* Page text
____________

Some of the capabilities you talked about are also found in other applications from Salesforce and Marketo. How is Pendula doing things differently?
Colvin: While the individual core components in Pendula aren’t new concepts, combining them into one tool that’s usable makes us unique. If I look at those core components, it’s about enabling you to interact in a user-friendly way with multiple systems like Salesforce and SAP, pull in publicly available information like weather data, location information and traffic information and then stack all of that on top of a conversation context engine.
But we don’t sell features. When we go to our telco or utility customers, we ask them about the metrics that matter to them. Ultimately, it is the customer lifetime value, ARPU [average revenue per user] and net margins that they are talking about. Technology-wise, it’s very rare to find something that has never been done before. What’s unique today are valuable solutions that drive results and that’s what we’ve been focused on.
I like the point you made about pulling in different data points. Now, some companies may not have a mature customer data strategy and could have data that exists in silos. Do your customers face similar challenges even before they adopt your platform? How are your helping customers overcome those challenges?
Colvin: If we look at the feedback from our customers, most of their challenges are not about sending or receiving messages – it’s about whether they can get the data related to the event in the first place. If you break down our product, 90% of our investment has been in workflow. Pendula is first a workflow solution, and then secondly, an interaction solution. And the reason for that is exactly what you’re talking about. It’s all well and good to be able to communicate, but if you can’t get to the data in the first place, there’s nothing to communicate about.

____________

* Raw data
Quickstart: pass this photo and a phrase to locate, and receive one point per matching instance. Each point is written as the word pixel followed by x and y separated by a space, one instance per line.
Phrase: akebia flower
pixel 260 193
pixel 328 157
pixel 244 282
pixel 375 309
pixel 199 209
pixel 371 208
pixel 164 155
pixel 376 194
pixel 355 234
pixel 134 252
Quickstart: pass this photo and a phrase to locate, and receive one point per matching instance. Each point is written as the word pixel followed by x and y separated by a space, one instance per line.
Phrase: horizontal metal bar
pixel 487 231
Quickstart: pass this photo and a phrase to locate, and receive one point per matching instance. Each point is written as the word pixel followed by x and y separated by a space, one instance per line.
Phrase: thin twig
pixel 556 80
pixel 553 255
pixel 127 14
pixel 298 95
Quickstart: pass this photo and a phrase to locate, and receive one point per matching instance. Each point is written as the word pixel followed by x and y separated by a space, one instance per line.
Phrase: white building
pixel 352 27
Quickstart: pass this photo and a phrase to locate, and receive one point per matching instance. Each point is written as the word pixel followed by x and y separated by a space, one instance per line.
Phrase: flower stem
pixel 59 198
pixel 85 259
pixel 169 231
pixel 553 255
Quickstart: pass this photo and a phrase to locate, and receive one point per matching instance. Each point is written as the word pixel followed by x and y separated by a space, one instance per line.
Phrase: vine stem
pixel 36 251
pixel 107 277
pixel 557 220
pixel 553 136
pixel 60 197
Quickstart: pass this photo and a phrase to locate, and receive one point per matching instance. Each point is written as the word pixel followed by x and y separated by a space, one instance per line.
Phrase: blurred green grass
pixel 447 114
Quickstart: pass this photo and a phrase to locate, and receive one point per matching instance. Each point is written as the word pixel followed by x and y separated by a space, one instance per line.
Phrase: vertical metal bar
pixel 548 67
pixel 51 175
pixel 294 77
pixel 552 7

____________

From the Pendula interview, extract word for word the passage starting with "I like the point" and going on through "overcome those challenges?".

* Solution below
I like the point you made about pulling in different data points. Now, some companies may not have a mature customer data strategy and could have data that exists in silos. Do your customers face similar challenges even before they adopt your platform? How are your helping customers overcome those challenges?